What is asked:
[A] Reproduce, word for word, the passage of the Post York interview that begins with the words containing "And what is" and ends with "which is interesting.".
[B] Pick up the Post York interview after its last line and keep it going.

Source extract:

And what is Post York exactly?

I think James was taking a film class, and he wanted to do this story where as he was drawing it, he was finding new ways of continuing it. There’s a point in the middle where something happens but then the story continues in another fashion, where it takes a different path. [Tom later added that here he was "inartfully trying to describe Alexandre Astruc's 'Camera Stylo,' 'the camera that writes,' and James's translation of the technique into comics form.] It was a really interesting experiment, and I loved his drawing. I've loved his art ever since Seven Miles a Second way back in the ’90s. It just seemed like a no-brainer for me to do this.

And it also comes with that record, which is interesting.

Given entries:
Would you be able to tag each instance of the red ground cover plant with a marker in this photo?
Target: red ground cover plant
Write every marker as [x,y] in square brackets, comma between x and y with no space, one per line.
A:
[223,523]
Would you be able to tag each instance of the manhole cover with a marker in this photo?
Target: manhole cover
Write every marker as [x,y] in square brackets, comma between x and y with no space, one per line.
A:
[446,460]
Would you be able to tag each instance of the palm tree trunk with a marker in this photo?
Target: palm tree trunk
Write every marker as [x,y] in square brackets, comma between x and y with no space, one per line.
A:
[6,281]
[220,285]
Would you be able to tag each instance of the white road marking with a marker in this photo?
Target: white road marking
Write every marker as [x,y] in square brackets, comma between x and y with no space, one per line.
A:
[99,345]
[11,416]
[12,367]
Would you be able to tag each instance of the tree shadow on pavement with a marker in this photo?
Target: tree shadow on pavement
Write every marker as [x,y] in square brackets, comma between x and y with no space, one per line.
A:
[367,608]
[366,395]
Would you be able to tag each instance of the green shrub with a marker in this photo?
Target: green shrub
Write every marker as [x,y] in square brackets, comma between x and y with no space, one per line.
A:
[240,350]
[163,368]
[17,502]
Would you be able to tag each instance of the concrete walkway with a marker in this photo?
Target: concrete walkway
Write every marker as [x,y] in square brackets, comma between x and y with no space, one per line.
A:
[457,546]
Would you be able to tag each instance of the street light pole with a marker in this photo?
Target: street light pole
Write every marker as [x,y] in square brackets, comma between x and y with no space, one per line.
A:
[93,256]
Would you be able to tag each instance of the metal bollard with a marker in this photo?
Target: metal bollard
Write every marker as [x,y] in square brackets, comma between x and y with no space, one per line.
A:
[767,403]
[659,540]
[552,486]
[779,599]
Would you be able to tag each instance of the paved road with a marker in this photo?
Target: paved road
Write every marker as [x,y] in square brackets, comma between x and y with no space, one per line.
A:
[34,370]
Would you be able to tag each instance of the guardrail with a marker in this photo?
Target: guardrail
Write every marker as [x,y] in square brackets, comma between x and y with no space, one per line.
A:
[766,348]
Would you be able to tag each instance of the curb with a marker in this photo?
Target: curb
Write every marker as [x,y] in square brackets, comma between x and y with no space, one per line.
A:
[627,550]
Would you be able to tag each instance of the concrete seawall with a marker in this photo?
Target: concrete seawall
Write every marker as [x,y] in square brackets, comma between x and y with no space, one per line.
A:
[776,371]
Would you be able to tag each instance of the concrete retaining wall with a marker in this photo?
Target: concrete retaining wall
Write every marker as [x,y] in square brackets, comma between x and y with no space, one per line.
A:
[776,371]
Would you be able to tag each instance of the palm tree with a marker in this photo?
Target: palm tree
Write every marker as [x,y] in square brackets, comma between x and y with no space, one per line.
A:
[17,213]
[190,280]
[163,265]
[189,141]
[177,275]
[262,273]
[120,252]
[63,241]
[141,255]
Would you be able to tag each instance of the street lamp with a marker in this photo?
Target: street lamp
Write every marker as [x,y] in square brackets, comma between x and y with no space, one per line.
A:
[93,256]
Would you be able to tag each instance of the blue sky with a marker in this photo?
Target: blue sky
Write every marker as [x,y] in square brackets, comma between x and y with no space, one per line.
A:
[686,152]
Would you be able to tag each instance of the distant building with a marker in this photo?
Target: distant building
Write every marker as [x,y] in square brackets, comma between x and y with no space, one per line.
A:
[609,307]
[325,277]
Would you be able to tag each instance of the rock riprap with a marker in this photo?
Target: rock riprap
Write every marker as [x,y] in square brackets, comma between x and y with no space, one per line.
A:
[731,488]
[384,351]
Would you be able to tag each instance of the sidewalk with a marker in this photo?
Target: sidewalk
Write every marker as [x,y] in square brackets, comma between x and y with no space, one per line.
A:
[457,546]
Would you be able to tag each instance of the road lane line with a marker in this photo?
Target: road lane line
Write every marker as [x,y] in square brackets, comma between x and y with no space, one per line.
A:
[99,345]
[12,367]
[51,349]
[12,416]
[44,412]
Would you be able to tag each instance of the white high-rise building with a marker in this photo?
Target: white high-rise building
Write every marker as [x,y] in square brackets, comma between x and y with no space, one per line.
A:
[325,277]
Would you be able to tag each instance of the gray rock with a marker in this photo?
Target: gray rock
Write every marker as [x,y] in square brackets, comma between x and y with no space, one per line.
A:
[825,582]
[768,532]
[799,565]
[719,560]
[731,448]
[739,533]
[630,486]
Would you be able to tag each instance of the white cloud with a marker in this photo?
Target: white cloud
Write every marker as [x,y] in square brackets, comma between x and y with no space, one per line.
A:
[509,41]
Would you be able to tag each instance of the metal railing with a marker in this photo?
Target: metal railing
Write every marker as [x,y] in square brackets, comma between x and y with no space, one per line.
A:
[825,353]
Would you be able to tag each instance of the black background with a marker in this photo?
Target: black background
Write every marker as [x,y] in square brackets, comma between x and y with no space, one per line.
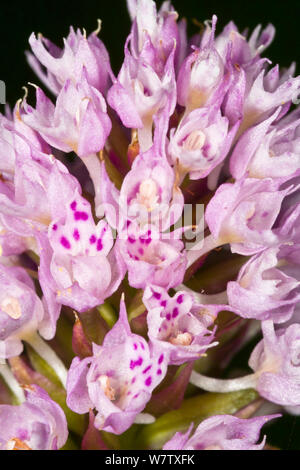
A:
[53,18]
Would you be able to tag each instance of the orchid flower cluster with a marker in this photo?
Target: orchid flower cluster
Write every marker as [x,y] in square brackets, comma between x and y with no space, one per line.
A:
[116,331]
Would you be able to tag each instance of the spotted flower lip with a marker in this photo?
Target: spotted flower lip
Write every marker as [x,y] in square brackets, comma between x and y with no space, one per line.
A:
[119,390]
[151,258]
[178,325]
[175,185]
[76,247]
[223,432]
[37,424]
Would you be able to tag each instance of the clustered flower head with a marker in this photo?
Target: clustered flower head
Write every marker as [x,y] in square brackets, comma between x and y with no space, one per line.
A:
[103,249]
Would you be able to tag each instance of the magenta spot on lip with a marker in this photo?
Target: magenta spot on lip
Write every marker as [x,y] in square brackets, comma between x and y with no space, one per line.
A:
[136,363]
[65,243]
[76,234]
[81,215]
[146,370]
[148,381]
[175,312]
[160,359]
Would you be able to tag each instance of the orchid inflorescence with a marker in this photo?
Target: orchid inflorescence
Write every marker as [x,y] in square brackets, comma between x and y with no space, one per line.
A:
[94,189]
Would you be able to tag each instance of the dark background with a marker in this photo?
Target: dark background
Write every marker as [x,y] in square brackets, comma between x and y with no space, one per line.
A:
[53,18]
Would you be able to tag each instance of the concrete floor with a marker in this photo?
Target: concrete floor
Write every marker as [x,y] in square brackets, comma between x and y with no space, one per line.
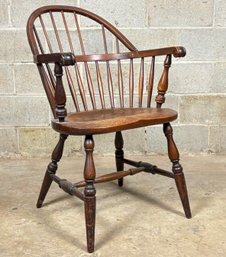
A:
[144,218]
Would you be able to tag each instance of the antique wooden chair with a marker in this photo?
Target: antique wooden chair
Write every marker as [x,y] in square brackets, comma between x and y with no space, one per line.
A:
[108,87]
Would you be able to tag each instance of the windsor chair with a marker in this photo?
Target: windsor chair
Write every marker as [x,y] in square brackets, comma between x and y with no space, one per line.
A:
[108,87]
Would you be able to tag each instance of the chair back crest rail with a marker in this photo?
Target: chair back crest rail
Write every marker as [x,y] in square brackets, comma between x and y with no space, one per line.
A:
[106,70]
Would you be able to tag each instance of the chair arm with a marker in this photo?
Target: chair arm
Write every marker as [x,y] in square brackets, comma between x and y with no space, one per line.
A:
[177,51]
[64,59]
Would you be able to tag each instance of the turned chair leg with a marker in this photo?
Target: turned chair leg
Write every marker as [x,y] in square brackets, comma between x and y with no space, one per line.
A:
[119,154]
[177,169]
[52,167]
[90,192]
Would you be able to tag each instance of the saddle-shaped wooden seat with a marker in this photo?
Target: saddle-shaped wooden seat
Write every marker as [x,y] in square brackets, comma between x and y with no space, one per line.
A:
[112,120]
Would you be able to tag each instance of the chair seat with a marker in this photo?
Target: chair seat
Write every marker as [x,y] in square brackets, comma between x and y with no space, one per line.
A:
[111,120]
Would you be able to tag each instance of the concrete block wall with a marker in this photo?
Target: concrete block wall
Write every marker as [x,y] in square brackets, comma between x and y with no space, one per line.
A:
[197,86]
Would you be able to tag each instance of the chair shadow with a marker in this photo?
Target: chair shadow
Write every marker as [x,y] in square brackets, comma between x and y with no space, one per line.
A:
[56,200]
[149,199]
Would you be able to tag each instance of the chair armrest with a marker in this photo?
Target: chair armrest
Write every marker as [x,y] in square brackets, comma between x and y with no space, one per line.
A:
[64,59]
[177,51]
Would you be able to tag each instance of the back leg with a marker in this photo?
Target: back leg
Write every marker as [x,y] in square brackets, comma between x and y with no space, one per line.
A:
[177,169]
[119,154]
[52,167]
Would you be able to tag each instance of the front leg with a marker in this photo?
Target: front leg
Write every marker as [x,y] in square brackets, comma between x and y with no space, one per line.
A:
[90,192]
[177,169]
[52,167]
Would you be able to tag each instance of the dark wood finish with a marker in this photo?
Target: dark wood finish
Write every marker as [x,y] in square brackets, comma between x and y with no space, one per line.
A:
[119,154]
[177,169]
[163,82]
[52,167]
[90,192]
[111,120]
[104,100]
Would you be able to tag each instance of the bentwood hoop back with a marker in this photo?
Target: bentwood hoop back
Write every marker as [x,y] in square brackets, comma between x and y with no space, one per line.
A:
[108,86]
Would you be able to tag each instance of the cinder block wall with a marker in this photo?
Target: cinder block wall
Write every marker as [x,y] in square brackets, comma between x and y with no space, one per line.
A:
[197,87]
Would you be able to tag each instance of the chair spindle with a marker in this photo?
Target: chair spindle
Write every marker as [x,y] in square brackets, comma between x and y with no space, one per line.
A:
[141,82]
[151,81]
[109,77]
[131,83]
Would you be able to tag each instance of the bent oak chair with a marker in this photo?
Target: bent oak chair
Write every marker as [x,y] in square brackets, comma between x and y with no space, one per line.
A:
[108,88]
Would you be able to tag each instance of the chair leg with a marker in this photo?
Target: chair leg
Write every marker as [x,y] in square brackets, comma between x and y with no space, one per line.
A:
[52,167]
[177,169]
[90,192]
[119,154]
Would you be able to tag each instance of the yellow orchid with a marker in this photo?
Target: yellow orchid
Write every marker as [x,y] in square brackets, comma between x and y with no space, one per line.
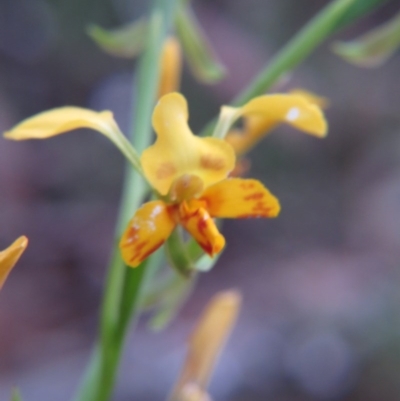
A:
[190,174]
[9,257]
[300,109]
[171,66]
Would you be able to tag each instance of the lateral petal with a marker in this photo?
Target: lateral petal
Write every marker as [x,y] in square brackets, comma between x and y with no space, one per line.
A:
[262,113]
[151,225]
[9,257]
[177,151]
[197,221]
[240,198]
[57,121]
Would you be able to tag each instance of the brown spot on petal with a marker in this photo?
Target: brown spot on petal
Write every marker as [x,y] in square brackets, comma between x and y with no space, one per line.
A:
[165,170]
[255,196]
[247,185]
[212,163]
[150,251]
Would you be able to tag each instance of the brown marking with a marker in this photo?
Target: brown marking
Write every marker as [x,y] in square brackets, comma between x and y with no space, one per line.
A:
[255,196]
[212,163]
[165,170]
[149,252]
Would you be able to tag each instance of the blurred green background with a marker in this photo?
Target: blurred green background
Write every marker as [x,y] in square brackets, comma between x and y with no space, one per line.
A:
[321,315]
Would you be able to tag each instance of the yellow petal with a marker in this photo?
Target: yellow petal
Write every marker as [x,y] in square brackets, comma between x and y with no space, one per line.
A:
[171,66]
[313,98]
[262,113]
[177,151]
[9,257]
[240,198]
[197,221]
[206,343]
[151,225]
[57,121]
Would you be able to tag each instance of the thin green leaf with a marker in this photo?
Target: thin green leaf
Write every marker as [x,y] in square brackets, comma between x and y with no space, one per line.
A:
[196,47]
[373,48]
[357,10]
[119,307]
[127,41]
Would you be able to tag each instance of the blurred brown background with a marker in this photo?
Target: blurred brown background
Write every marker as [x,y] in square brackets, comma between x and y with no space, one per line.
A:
[321,315]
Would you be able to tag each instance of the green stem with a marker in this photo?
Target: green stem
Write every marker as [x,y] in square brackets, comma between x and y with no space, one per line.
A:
[123,285]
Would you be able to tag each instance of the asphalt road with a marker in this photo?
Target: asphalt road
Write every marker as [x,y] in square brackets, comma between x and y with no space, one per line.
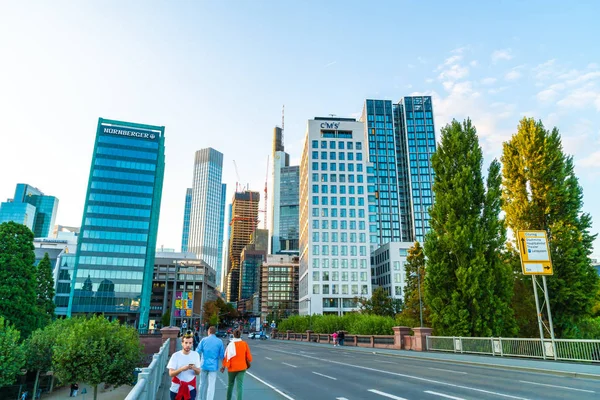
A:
[301,372]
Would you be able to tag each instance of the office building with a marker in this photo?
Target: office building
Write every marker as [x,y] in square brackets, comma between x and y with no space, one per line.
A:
[334,250]
[116,246]
[207,208]
[285,200]
[244,220]
[279,287]
[31,208]
[187,209]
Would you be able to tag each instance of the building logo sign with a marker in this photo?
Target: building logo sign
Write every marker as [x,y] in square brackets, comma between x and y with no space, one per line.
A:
[330,125]
[129,133]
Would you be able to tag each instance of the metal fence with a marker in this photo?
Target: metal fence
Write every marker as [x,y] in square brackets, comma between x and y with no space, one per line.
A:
[150,378]
[560,349]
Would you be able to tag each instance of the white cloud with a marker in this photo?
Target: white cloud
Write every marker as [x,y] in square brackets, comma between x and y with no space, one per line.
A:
[501,55]
[488,81]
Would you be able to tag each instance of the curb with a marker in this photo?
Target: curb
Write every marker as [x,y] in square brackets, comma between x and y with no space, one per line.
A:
[472,363]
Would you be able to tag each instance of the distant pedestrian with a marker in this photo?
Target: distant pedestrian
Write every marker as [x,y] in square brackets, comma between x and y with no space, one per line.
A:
[211,350]
[237,360]
[183,367]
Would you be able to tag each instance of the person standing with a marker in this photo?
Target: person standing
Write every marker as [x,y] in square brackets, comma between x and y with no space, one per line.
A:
[237,360]
[183,367]
[211,350]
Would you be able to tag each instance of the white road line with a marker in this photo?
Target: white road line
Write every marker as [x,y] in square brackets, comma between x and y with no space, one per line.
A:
[384,394]
[560,387]
[444,395]
[290,365]
[269,385]
[449,370]
[418,378]
[326,376]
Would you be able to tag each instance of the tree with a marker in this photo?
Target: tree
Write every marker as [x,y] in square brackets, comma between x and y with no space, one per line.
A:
[45,291]
[380,303]
[415,273]
[95,350]
[17,278]
[468,284]
[541,192]
[11,353]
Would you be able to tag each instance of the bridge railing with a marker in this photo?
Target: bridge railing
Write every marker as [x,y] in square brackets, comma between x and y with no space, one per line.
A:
[560,349]
[150,378]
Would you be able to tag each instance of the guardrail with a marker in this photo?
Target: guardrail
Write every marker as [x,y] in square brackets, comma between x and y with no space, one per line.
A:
[561,349]
[150,378]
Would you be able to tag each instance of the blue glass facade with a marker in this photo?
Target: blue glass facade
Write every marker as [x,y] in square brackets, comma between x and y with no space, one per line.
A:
[116,246]
[186,220]
[32,208]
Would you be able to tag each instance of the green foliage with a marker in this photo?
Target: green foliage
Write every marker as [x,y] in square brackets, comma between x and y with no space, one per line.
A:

Results by task:
[A]
And what is Post York exactly?

I think James was taking a film class, and he wanted to do this story where as he was drawing it, he was finding new ways of continuing it. There’s a point in the middle where something happens but then the story continues in another fashion, where it takes a different path. [Tom later added that here he was "inartfully trying to describe Alexandre Astruc's 'Camera Stylo,' 'the camera that writes,' and James's translation of the technique into comics form.] It was a really interesting experiment, and I loved his drawing. I've loved his art ever since Seven Miles a Second way back in the ’90s. It just seemed like a no-brainer for me to do this.

And it also comes with that record, which is interesting.

[B]
Right, so the main character is based on his son Crosby. It’s lament for the kind of world we're leaving or our children. Crosby just happens to be a young hip-hop musician and ended up doing this song for this story. We were trying to figure out how to include that as part of the project, and I found out that you could still get flexi-discs made [laughs], so we went ahead and did one, and it turned out pretty good. We had some production snafus … Did you try playing it?

Yeah, it works!

Great! [Laughter.]

I’m always amazed when those things work. I haven’t seen one of those in a long, long time. This is Post York #1 -- are you planning on publishing more issues with records attached?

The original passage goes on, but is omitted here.